[Estratti di dati di annotazione]
::::

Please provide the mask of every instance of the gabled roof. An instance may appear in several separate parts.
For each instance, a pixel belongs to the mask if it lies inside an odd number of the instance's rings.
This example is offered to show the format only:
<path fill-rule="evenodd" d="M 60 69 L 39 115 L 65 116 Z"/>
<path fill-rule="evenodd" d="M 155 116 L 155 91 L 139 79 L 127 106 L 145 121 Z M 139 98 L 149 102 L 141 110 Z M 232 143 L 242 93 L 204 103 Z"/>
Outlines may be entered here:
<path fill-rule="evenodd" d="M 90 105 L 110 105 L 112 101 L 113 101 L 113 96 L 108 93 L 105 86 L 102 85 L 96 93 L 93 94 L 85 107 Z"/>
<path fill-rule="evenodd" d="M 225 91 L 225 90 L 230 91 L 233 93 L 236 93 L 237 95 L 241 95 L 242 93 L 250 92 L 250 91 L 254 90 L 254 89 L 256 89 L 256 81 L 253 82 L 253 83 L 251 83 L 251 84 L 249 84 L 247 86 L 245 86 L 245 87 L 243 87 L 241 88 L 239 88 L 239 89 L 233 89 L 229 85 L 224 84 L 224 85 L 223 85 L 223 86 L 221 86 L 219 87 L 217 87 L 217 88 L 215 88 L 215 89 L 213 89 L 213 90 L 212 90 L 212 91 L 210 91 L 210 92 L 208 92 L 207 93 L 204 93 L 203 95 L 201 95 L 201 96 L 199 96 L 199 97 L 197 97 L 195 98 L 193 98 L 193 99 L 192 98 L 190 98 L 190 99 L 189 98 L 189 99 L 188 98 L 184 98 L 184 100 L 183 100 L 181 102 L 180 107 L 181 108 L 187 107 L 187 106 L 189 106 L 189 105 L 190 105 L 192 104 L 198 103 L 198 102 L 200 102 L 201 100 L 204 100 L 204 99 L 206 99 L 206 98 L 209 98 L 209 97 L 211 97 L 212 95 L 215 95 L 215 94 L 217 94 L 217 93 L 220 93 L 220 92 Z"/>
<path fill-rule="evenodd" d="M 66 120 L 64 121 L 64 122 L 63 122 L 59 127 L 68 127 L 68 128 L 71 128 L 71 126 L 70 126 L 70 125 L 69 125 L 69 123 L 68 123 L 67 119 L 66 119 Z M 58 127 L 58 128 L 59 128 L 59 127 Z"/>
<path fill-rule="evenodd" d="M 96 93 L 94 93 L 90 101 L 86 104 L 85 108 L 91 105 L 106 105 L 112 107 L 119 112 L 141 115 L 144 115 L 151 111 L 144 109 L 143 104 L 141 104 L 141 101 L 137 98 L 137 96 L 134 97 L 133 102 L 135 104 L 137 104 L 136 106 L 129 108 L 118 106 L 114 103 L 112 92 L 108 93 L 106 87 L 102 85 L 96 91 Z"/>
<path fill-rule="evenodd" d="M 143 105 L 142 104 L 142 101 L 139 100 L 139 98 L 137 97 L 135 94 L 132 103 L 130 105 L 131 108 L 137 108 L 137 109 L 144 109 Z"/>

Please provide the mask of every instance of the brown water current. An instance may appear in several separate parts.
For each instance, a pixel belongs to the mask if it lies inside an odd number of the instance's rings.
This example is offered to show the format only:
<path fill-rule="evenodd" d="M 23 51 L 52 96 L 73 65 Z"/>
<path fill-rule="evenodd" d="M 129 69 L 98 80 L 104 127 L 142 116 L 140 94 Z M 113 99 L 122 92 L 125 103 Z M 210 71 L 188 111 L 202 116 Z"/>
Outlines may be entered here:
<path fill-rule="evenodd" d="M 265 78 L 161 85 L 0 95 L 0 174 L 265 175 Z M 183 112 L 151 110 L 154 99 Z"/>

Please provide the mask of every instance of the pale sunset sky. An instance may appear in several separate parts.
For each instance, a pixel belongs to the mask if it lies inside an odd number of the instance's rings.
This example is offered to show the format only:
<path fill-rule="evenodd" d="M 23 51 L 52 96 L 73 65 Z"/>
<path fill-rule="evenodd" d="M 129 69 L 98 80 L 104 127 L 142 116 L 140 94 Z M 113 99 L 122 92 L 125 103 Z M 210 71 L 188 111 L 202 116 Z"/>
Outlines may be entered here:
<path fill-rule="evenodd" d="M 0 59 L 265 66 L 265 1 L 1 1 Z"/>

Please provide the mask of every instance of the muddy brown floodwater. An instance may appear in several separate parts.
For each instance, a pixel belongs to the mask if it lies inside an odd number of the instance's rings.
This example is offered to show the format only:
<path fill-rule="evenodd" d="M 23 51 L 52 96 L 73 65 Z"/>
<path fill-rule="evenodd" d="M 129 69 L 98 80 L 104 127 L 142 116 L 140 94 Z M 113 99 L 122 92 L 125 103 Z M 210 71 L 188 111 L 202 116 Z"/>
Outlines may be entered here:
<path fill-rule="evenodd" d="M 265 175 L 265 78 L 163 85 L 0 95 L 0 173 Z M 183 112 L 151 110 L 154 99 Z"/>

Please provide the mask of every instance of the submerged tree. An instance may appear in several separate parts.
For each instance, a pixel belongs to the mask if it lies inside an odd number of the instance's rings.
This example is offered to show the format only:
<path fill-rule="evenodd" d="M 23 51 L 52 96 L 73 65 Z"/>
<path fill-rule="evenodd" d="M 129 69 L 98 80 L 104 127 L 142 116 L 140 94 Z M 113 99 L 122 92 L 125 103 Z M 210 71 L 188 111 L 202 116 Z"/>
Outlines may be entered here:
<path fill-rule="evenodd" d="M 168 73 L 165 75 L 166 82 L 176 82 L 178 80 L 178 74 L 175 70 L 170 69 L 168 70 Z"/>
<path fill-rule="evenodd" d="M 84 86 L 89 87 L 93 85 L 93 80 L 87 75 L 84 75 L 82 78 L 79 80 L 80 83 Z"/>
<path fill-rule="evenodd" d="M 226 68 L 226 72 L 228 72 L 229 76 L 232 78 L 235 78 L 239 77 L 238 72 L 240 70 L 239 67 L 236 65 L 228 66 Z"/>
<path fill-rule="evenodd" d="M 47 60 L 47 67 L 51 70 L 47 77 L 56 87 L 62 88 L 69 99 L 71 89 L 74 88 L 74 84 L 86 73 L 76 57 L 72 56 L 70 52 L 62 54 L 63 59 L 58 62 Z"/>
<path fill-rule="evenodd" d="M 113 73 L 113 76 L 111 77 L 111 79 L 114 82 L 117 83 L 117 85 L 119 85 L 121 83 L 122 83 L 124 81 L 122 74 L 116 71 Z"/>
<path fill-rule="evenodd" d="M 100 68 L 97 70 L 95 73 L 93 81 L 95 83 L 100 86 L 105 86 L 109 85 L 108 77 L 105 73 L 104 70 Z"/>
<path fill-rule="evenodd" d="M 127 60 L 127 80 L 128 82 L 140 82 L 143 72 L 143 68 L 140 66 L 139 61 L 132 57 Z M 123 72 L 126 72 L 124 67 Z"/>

::::

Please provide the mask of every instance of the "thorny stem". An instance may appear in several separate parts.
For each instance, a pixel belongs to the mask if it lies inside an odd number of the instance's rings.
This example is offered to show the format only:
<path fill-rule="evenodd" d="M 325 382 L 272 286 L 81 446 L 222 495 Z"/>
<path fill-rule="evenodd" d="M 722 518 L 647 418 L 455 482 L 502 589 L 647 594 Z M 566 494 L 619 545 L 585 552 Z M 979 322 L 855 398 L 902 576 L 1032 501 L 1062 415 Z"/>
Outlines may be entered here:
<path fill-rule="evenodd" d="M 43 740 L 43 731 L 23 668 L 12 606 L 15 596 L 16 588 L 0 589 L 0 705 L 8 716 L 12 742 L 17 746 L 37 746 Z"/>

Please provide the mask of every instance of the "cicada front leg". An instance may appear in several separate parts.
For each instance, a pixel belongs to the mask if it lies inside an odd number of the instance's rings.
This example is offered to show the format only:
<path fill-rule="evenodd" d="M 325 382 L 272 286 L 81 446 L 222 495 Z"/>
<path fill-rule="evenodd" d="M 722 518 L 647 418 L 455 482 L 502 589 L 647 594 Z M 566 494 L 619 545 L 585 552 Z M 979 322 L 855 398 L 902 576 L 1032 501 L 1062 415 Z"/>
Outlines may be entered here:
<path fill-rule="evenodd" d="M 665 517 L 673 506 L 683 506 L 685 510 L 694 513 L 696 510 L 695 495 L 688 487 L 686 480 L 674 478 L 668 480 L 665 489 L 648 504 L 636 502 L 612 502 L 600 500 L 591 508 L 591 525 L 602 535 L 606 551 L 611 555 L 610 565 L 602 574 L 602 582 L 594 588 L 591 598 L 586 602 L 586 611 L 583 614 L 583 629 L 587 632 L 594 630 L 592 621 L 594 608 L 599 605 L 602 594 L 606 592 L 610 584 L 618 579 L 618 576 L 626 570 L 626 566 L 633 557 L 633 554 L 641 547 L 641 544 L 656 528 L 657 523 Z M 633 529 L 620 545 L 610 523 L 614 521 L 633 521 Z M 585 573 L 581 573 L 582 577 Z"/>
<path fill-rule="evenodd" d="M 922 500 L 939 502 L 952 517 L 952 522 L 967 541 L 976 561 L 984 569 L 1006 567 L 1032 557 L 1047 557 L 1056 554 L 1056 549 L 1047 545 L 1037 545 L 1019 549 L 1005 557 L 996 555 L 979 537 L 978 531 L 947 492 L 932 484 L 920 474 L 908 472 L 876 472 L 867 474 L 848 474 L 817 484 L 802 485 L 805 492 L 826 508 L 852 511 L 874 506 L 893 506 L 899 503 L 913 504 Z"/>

::::

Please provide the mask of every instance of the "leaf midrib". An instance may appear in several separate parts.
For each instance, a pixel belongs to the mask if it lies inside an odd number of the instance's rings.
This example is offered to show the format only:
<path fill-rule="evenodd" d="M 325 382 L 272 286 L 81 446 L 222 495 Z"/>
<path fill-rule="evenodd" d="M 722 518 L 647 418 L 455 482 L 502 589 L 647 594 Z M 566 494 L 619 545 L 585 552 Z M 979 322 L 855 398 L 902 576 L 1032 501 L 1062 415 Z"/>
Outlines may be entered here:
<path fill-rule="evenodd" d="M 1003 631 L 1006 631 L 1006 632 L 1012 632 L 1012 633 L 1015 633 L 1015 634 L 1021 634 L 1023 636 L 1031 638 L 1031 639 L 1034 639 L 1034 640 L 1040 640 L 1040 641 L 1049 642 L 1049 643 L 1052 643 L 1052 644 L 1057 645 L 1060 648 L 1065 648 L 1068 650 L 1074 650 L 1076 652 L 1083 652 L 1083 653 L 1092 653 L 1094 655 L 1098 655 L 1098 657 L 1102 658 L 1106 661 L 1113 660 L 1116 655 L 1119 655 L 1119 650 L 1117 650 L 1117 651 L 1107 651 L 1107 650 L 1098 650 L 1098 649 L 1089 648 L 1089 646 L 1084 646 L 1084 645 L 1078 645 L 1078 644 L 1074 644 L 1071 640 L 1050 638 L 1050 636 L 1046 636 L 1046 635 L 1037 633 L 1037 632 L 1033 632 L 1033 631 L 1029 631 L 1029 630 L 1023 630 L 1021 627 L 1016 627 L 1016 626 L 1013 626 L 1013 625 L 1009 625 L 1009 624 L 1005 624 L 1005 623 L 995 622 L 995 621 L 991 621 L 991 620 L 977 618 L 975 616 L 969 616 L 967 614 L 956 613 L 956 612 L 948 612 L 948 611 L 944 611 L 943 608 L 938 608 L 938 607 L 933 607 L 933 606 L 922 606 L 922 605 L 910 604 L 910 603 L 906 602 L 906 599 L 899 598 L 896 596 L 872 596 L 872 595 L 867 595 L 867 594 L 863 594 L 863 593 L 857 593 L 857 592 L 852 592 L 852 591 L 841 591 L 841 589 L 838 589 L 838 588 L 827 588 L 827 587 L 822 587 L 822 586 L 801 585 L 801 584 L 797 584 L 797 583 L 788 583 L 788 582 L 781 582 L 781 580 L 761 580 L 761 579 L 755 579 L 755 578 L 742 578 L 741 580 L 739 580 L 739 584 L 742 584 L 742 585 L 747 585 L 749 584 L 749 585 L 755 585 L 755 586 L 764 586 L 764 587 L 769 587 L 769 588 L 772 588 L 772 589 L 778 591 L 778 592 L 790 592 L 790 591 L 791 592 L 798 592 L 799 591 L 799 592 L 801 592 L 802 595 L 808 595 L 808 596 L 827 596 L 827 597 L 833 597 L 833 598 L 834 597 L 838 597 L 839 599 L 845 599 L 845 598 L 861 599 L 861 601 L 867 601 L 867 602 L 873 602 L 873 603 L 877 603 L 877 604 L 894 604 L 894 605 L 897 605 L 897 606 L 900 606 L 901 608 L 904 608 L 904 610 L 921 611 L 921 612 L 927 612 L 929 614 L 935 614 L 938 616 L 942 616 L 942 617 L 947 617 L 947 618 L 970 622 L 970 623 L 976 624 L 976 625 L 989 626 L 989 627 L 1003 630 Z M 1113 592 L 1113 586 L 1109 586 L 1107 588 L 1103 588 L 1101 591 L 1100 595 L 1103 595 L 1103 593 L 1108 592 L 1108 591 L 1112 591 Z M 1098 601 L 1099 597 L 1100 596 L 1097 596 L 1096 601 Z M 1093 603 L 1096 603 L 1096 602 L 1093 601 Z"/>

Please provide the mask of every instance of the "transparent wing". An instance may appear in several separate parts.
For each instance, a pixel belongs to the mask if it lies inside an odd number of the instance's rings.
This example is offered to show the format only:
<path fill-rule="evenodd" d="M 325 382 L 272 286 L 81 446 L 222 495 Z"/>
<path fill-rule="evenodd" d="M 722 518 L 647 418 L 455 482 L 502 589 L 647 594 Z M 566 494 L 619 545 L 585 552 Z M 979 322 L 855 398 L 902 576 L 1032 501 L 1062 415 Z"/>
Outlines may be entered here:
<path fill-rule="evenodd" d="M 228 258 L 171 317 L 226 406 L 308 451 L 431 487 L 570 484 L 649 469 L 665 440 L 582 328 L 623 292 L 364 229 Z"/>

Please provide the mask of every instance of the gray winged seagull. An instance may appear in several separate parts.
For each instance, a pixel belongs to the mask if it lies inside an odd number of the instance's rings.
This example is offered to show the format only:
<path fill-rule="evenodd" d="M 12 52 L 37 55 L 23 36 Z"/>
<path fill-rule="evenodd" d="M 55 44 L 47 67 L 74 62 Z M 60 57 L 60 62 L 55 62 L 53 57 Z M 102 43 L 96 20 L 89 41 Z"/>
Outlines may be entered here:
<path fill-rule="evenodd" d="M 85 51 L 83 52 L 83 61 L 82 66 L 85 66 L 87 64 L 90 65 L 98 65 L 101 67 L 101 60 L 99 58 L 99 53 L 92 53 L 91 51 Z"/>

::::

Esprimi come CSV a due colonne, intitolate domanda e risposta, i dati dal tratto che va dalla riga contenente "Please provide the mask of every instance of the pale" fino alla riga contenente "265 175 L 265", entrambe incluse. Ogni riga del CSV riporta il testo di una domanda e la relativa risposta, ciascuno in un unico campo tra virgolette, con gli a capo sostituiti da spazi.

## Risultato
domanda,risposta
"Please provide the mask of every instance of the pale sunset sky. An instance may appear in several separate parts. For each instance, a pixel belongs to the mask if it lies inside an odd number of the instance's rings. This example is offered to show the format only: <path fill-rule=""evenodd"" d=""M 23 51 L 52 96 L 73 65 Z""/> <path fill-rule=""evenodd"" d=""M 129 69 L 98 80 L 104 127 L 142 116 L 140 94 Z M 113 99 L 122 92 L 125 103 Z M 210 71 L 188 111 L 202 116 Z""/> Outlines may be entered here:","<path fill-rule=""evenodd"" d=""M 0 59 L 265 66 L 265 1 L 1 1 Z""/>"
"Please provide the mask of every instance of the muddy brown floodwater. An instance may appear in several separate parts. For each instance, a pixel belongs to the mask if it lies inside an odd number of the instance's rings. This example is offered to show the format only: <path fill-rule=""evenodd"" d=""M 23 51 L 52 96 L 73 65 Z""/> <path fill-rule=""evenodd"" d=""M 129 69 L 98 80 L 104 127 L 142 116 L 140 94 Z M 113 99 L 122 92 L 125 103 Z M 210 71 L 188 111 L 202 116 Z""/> Outlines may be entered here:","<path fill-rule=""evenodd"" d=""M 265 175 L 265 78 L 163 85 L 0 95 L 0 173 Z M 183 112 L 151 110 L 154 99 Z""/>"